**Data listing**.

----

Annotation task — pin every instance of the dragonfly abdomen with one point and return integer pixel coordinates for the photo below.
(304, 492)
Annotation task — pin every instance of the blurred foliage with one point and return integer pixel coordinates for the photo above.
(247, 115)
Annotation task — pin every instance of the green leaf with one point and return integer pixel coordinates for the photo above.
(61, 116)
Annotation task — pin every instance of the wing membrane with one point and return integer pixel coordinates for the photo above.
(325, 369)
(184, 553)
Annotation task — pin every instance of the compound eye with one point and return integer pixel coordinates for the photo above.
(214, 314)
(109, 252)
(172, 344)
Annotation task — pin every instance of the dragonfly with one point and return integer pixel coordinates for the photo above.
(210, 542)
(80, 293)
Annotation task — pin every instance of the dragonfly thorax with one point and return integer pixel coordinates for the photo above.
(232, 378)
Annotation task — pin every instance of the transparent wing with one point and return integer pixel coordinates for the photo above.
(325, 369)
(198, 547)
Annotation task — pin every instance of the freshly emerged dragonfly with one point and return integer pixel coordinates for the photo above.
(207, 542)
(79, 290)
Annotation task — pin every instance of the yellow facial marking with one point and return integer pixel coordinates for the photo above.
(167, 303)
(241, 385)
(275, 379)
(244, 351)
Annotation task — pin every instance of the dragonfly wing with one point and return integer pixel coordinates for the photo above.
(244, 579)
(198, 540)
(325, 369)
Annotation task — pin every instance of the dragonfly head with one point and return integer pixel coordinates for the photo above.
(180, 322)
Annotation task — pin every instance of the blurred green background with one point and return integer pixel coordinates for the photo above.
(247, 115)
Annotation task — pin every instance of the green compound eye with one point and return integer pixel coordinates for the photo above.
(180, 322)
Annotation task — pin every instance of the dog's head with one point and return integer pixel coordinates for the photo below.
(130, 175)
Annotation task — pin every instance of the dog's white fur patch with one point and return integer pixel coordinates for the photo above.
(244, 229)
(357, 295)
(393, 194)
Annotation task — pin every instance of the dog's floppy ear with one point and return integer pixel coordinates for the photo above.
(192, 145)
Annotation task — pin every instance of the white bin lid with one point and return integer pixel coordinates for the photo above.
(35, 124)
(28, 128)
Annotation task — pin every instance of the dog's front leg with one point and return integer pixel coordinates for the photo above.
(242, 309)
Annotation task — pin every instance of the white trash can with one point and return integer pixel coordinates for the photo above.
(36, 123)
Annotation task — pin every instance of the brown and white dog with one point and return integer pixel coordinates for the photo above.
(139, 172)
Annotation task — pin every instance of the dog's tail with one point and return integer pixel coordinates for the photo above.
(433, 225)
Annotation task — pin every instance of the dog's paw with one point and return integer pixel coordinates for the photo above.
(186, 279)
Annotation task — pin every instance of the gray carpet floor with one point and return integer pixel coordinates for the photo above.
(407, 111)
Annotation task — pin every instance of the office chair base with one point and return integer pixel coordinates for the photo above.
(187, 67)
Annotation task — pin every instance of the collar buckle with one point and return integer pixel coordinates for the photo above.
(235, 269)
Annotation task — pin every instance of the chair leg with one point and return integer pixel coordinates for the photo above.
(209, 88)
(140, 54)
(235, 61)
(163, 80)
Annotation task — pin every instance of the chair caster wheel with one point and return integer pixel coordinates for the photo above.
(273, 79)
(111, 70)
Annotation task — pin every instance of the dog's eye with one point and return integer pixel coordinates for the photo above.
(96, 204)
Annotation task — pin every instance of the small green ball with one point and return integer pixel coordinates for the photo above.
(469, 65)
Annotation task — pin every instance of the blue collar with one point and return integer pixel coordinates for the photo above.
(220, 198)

----

**The request**.
Give back exactly the lines running from the line containing "Annotation task — pin every instance of the gray" through the end of the material above, both included, and nothing beyond them.

**Answer in full**.
Annotation task — pin every instance of the gray carpet floor with one point and return integer pixel coordinates for the photo above.
(407, 111)
Annotation task — pin every instance of the office chair base with one point and return integer pixel coordinates for the photo above.
(187, 67)
Annotation task — pin every instance of the collar buckle with one point and return integer pixel coordinates for the photo above.
(235, 269)
Annotation task — pin every instance of the chair leg with one point and return integer pixel coordinates for the photo above.
(209, 88)
(140, 54)
(235, 61)
(163, 80)
Annotation task — pin every instance of the chair caster wheel with one point and return integer pixel coordinates for the photo above.
(273, 79)
(111, 70)
Annotation task — pin every instance of the dog's eye with one point and return integer pixel coordinates for the photo above.
(96, 204)
Annotation task — pin every instance of the small green ball with one point and return integer pixel coordinates for the photo above.
(469, 65)
Annotation task — pin every instance of the blue collar with one point and return integer pixel coordinates for the photo above.
(220, 198)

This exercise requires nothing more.